**PROVIDED MATERIAL**
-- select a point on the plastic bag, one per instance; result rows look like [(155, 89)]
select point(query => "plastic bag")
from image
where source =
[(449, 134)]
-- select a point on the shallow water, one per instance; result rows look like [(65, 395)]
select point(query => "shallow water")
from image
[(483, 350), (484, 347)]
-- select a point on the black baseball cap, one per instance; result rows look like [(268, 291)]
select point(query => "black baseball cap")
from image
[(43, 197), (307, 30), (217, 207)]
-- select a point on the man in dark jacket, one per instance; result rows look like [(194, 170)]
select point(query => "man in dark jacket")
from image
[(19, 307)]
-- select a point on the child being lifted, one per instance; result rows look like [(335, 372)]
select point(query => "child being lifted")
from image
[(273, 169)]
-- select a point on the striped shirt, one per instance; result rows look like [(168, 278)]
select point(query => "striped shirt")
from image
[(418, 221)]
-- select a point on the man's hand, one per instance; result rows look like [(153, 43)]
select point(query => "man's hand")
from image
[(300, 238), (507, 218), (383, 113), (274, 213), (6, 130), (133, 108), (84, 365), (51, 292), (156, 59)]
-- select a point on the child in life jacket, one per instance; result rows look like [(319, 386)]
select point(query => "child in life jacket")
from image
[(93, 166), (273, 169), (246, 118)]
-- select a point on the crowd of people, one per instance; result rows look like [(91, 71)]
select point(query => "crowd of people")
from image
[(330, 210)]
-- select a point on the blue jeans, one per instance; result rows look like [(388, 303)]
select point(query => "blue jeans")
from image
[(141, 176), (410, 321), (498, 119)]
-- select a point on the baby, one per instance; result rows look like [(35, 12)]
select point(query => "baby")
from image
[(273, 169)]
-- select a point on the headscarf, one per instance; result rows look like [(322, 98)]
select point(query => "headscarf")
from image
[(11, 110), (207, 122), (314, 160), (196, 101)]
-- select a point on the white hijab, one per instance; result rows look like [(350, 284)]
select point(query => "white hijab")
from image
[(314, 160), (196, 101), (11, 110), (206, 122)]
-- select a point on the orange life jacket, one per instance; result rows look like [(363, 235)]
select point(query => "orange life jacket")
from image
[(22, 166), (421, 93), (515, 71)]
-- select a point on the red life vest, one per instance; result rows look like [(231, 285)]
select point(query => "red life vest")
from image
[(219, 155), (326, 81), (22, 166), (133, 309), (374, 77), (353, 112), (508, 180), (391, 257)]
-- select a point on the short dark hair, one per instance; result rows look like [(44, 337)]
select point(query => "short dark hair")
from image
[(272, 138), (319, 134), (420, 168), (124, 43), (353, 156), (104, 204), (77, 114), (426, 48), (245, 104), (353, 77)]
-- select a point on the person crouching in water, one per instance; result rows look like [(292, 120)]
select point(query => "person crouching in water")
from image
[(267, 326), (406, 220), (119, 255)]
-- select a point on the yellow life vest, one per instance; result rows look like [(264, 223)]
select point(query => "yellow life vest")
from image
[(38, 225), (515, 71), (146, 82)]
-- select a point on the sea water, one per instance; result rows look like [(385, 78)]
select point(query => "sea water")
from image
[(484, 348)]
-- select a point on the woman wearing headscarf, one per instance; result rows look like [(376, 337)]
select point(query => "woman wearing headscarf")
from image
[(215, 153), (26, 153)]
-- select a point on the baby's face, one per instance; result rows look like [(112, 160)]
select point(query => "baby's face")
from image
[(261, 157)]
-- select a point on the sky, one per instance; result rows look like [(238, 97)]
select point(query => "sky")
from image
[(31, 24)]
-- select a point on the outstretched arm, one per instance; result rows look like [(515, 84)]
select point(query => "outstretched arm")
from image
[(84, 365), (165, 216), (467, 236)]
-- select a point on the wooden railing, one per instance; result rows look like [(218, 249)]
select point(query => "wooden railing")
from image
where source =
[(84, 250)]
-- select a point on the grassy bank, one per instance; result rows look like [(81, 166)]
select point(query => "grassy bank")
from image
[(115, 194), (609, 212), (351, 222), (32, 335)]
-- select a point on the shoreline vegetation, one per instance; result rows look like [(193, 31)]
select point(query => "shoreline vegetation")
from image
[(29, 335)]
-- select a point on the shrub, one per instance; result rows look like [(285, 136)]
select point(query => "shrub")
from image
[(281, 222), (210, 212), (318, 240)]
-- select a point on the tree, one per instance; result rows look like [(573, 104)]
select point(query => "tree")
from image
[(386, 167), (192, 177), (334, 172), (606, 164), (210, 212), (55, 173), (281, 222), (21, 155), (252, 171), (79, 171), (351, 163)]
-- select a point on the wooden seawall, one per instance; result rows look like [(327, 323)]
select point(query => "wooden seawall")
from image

**THE TASK**
Copy the entire listing above line for line, from its first entry to its last, without changing a single character.

**RESULT FOR THIS TASK**
-- select a point on the plastic bag, one per instance; result rows look like [(155, 89)]
select point(query => "plastic bag")
from image
where source =
[(449, 134)]
-- select a point on the shallow water, one per instance; result rows look like [(65, 395)]
select point(query => "shallow water")
from image
[(483, 350), (484, 347)]
-- select a point on the black baseball cap, one per instance; result rows look like [(268, 291)]
select point(query => "black baseball cap")
from image
[(43, 197), (307, 30), (217, 207)]
-- select a point on the man in dark jacket, one per instance; result rows look like [(194, 170)]
select point(query => "man in dark jacket")
from image
[(19, 307)]
-- select a point on the child being lifted, one per instance; result rows look like [(335, 372)]
select point(query => "child being lifted")
from image
[(273, 169)]
-- select a point on the striped shirt, one per instance; result rows look like [(168, 278)]
select point(query => "striped shirt")
from image
[(418, 221)]
-- select a point on the man's hand, one per instance; result rows look like [(153, 43)]
select point(query => "man's hand")
from image
[(300, 238), (507, 218), (383, 113), (274, 213), (6, 130), (133, 108), (84, 365), (51, 292), (156, 59)]
-- select a point on the child in life jacket, one per instance; result rows look like [(319, 386)]
select point(query => "child in life jacket")
from image
[(93, 166), (273, 169), (246, 118)]
-- select a point on the crowd of people, one per instance; result rows look like [(91, 71)]
select point(query => "crowd of people")
from image
[(330, 210)]
-- select a point on the blue jeans, one per instance; result rows look like [(388, 303)]
select point(query => "blue jeans")
from image
[(141, 176), (410, 321), (498, 119)]
-- select a point on the baby, one per instance; result rows look like [(35, 12)]
select point(query => "baby")
from image
[(273, 169)]
-- select a point on the headscarf, one per instance; result rows look like [(322, 98)]
select point(query => "headscarf")
from image
[(11, 110), (207, 122), (314, 160), (196, 101)]
-- select a point on the white hijab, one per instance; result rows look like [(350, 284)]
select point(query => "white hijab")
from image
[(314, 160), (196, 101), (11, 110), (206, 122)]
-- select a point on the orange life jacket, one per instance; result rows look like [(363, 235)]
select point(query => "orange life jacket")
from image
[(22, 166), (421, 93), (515, 71)]
-- select a point on the red life vest, one per instance; result rows look like [(231, 285)]
select point(query => "red life vest")
from image
[(219, 155), (326, 81), (22, 166), (133, 309), (374, 77), (353, 112), (508, 180), (391, 257)]
-- select a point on the short dark hair, one per instance; result rows look like [(44, 337)]
select point(query => "short dark hair")
from image
[(272, 138), (319, 134), (420, 168), (124, 43), (353, 156), (104, 204), (77, 114), (426, 48), (245, 104), (353, 77)]
-- select a point on the person crouching in water, one per instance; result rows look like [(292, 120)]
select point(query => "person crouching in water")
from image
[(267, 326), (406, 220), (119, 255)]
-- select a point on the yellow life vest, one per instance; result rows look like [(264, 223)]
select point(query => "yellow life vest")
from image
[(38, 225), (515, 71), (146, 82)]
-- select a point on the sea water, one per instance; result rows look like [(385, 78)]
select point(query => "sea water")
from image
[(484, 348)]
-- select a point on the woman wearing headscarf, one per instance; result rows look like [(376, 337)]
select point(query => "woman wearing headscarf")
from image
[(215, 153), (26, 153)]
-- select a point on the baby's face, one per instance; result rows look like [(112, 160)]
select point(query => "baby's face")
from image
[(261, 157)]
-- select a point on the sky, one per instance; result rows look like [(238, 97)]
select point(query => "sky")
from image
[(31, 24)]
-- select a point on the outstretched arm, one per instance; result rows look like [(515, 84)]
select point(query => "outstretched arm")
from image
[(84, 365), (165, 216), (467, 236)]
-- select a point on the wooden railing, one per instance; result rows look like [(218, 249)]
select point(query => "wooden railing")
from image
where source =
[(84, 250)]
-- select a point on the grassy bank, one per instance; result rows look like [(81, 166)]
select point(query => "grassy bank")
from image
[(115, 194), (609, 212), (351, 222), (32, 335)]
-- select a point on the shoreline vegetation, one per instance; result rows look like [(193, 31)]
select point(query => "shoreline vegetation")
from image
[(29, 335)]
-- select a point on the shrub, one per instance; result rows look like [(285, 136)]
select point(query => "shrub")
from image
[(281, 222), (210, 212), (318, 240)]
-- select a point on the tree, one per instance; result rows look like [(573, 104)]
select point(query => "tree")
from image
[(386, 167), (192, 177), (334, 172), (606, 164), (210, 212), (55, 173), (281, 222), (21, 155), (252, 171), (79, 171), (351, 163)]
-- select a point on the wooden seawall, one per instance; result rows look like [(327, 323)]
select point(query => "wooden seawall")
from image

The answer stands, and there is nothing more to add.